**Stated problem 1**
Read the article below on power management at Kyoto University, then decide whether each statement agrees with it: (a) Power prices in the Kansai region rose roughly 50 percent during peak times. (b) Intel DCM was deployed as part of the 2012 system refresh. (c) The MPP system is made up of HPC servers with Xeon Phi processors. For each statement, answer yes or no and quote the words of the article that decide it.
**Stated problem 2**
According to the article below on power management at Kyoto University, what overall computational performance does the ACCMS HPC environment provide?
**Stated problem 3**
Carry the article below on power management at Kyoto University further, picking up right after its last sentence.

**Quoted passage**
· · · ·

Datacenter power management is a ubiquitous challenge and in few places is it more so than at Kyoto University Academic Center for Computing and Media Studies (ACCMS)) where power consumption limits were imposed following the devastating 2011 Tohoku earthquake and tsunami. HPC resource expansions in 2012 and 2016, part of a regular four-year upgrade cycle, prompted Kyoto introduce more granular controls, in this instance Intel’s Data Center Manager (DCM), which the university now says has enabled it to achieve significant power savings.
“[T]here was a movement to cap HPC power consumption across Japan in the wake of the 2011 Tohoku earthquake,” says professor Hiroshi Nakashima, a researcher at ACCMS who among other things studies power consumption management strategies. Currently, power consumption is a facility-related issue which means the maximum amount of suppliable power is based on the specific facility, not just its HPC resources.
After nuclear power plants throughout Japan stopped operating as a result of the earthquake, power prices rose roughly 50 percent during peak times in the Kansai region. As usage charges for the HPC system also include electricity fees, there was a demand for improved power efficiency rates to reduce the cost to the user. DCM was deployed as part of the 2016 system refresh.
“Although we had been measuring power performance at the level of individual racks and nodes in previous environments, we decided to introduce Intel DCM to monitor individual servers in more detail,” says supercomputing section leader Junichi Hikita.
As 0f 2018, the ACCMS HPC environment consists of three systems: two cluster systems comprised of HPC servers featuring Xeon processors, and one MPP system comprised of HPC servers with Xeon Phi processors. This system provides an overall computational performance of 6.5524 petaflops.

· · · ·

**Records provided**
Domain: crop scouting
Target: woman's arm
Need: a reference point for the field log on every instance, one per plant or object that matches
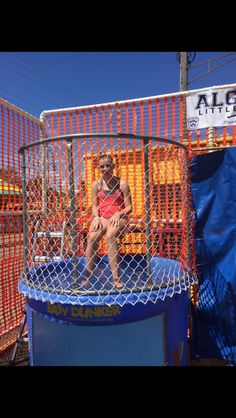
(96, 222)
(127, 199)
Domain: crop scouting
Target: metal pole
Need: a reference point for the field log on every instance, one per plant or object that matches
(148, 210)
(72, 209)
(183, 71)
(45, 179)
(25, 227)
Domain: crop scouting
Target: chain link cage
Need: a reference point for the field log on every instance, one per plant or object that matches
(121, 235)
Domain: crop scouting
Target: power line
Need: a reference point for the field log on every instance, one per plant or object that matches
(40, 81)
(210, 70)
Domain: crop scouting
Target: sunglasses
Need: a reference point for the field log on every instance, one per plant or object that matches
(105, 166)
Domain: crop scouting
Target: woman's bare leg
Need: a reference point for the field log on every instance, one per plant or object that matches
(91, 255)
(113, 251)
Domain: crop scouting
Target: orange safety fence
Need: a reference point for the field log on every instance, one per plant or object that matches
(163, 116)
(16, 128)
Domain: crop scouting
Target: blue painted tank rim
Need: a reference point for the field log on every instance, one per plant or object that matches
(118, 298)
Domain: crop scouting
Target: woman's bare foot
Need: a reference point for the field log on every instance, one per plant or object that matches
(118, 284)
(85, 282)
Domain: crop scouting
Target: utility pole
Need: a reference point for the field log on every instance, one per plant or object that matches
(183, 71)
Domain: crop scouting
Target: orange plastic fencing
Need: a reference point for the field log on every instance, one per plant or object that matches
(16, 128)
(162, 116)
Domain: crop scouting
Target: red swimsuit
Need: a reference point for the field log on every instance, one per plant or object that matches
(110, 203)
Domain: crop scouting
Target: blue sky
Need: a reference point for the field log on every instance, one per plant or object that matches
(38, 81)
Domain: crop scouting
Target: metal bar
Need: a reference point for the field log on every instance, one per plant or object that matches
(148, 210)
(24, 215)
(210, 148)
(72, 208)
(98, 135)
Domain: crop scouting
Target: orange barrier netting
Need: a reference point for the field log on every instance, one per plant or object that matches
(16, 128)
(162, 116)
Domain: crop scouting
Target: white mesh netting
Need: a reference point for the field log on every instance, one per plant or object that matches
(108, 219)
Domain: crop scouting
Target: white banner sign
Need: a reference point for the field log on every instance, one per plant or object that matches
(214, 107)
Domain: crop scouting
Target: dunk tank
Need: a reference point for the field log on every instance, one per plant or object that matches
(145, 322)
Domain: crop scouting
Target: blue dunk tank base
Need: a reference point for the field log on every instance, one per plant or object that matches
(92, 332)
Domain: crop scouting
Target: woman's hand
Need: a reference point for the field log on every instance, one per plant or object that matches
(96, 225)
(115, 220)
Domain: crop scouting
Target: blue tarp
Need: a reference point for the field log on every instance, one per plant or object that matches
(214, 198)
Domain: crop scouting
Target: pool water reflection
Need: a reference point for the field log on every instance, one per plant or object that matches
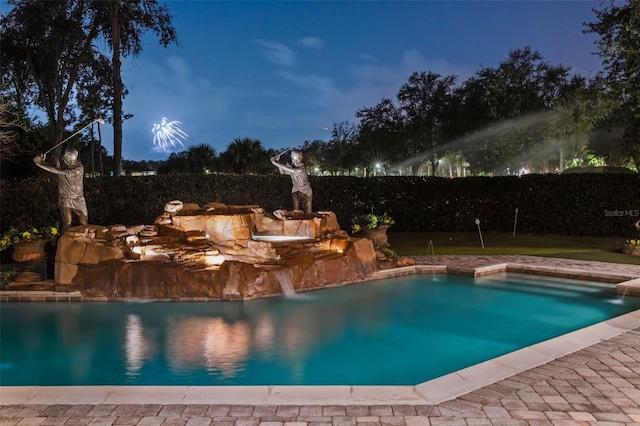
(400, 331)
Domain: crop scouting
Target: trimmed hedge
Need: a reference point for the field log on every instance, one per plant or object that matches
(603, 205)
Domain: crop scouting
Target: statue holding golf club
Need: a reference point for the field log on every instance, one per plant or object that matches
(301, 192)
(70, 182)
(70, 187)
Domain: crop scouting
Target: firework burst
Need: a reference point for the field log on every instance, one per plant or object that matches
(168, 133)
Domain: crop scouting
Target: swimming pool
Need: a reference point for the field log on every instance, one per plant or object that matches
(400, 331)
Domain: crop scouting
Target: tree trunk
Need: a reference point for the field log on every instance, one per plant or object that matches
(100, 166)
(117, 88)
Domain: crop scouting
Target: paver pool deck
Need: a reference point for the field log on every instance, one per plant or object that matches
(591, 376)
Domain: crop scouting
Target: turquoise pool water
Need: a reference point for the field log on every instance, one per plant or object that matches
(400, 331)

· · · ·

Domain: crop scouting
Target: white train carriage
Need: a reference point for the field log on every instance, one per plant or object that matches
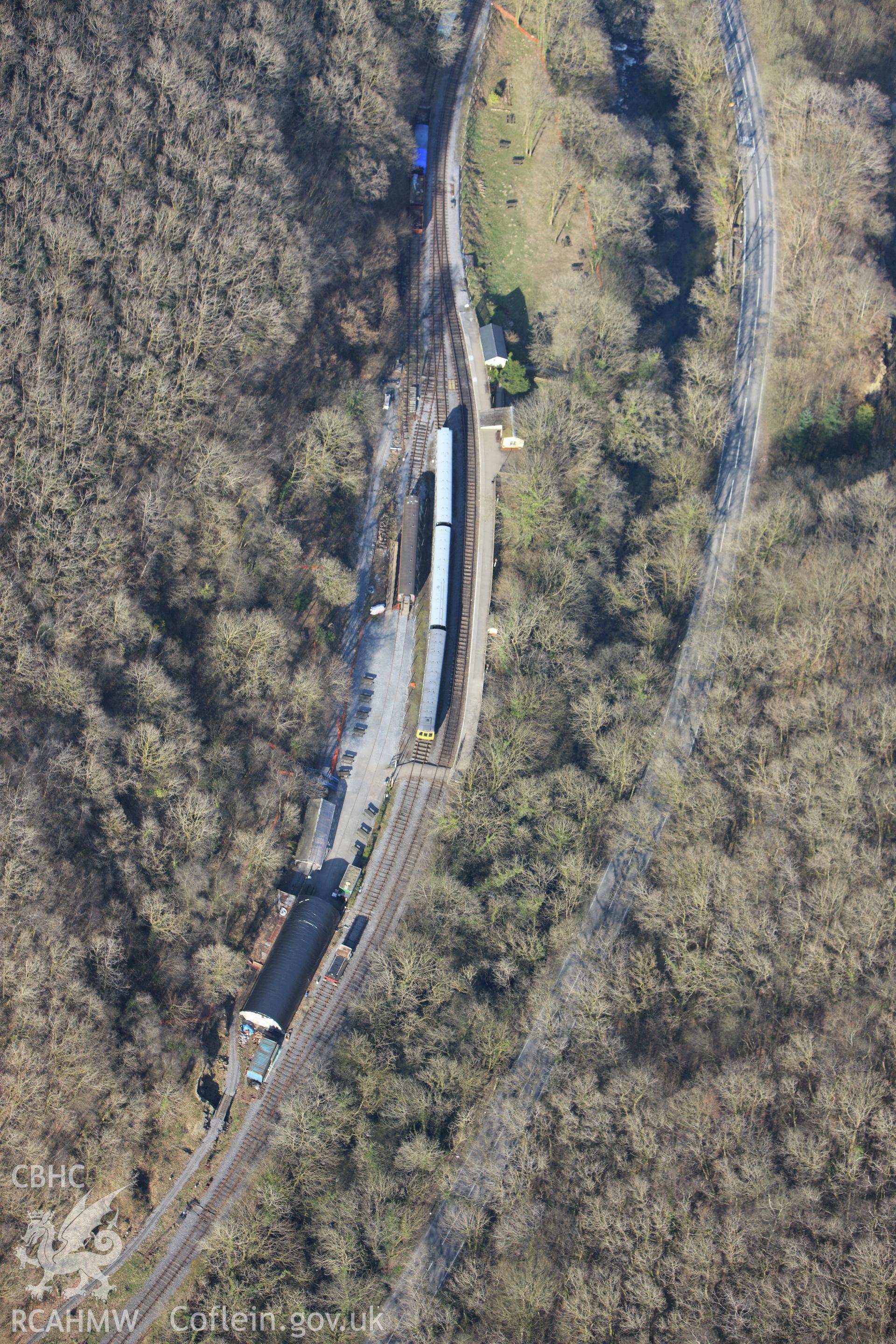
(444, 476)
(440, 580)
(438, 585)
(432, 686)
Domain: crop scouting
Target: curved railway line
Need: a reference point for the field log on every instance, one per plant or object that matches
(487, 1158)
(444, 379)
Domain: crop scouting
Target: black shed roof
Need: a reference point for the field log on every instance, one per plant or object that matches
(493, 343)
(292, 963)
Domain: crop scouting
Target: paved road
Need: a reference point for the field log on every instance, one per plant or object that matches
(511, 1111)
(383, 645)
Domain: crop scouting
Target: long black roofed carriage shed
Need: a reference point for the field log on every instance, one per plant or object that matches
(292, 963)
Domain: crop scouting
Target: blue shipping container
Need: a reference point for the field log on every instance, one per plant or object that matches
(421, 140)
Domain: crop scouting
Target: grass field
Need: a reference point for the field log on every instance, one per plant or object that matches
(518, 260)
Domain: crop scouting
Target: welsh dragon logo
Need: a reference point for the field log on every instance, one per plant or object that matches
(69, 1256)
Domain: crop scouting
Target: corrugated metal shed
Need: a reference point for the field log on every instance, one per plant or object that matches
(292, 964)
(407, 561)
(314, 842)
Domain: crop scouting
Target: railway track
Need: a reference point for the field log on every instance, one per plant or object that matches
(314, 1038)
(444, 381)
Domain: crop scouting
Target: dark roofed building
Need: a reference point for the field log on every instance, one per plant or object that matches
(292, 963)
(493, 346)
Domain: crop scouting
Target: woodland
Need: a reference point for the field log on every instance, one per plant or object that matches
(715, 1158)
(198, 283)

· · · ·

**Expected output 1**
(a) Yes: "power prices rose roughly 50 percent during peak times in the Kansai region"
(b) No: "DCM was deployed as part of the 2016 system refresh."
(c) Yes: "one MPP system comprised of HPC servers with Xeon Phi processors"

**Expected output 2**
6.5524 petaflops.

**Expected output 3**
“At present, 40 percent of the use of the ACCMS HPC system occurs within Kyoto University, with the remaining 60 percent occurring externally. Although the number of users is growing year upon year, our policy is to maintain an operating ratio of approximately 70 percent to allow us room to cope,” says Nakashima.
Says Keiichiro Fukazawa, an associate professor at ACCMS, “We were able to confirm there were variations in power consumption caused by individual differences in CPUs with the same specifications, and that there were some with high power efficiency and some with low power efficiency. With the low-performance CPUs, the hotter they become, the more power they consume. Improving power efficiency requires correct monitoring, and we expected that allocating jobs from nodes with high power performance would reduce power consumption.”
In practice, schedules were set based on monitoring values, and a comparison of cases where jobs were allocated from nodes with high power efficiency and cases where jobs were allocated randomly confirmed a 2-4 percent reduction in power consumption, even with a 70 percent node usage rate. In addition, when compared to cases in which jobs were allocated from nodes with the worst power efficiency, there was a 5-8 percent reduction in power consumption at a 70 percent node usage rate.
“A 2-4 percent decrease in power consumption may seem small, but it is a huge result for ACCMS, where the yearly electricity fee reaches about 150 million yen,” says Nakashima.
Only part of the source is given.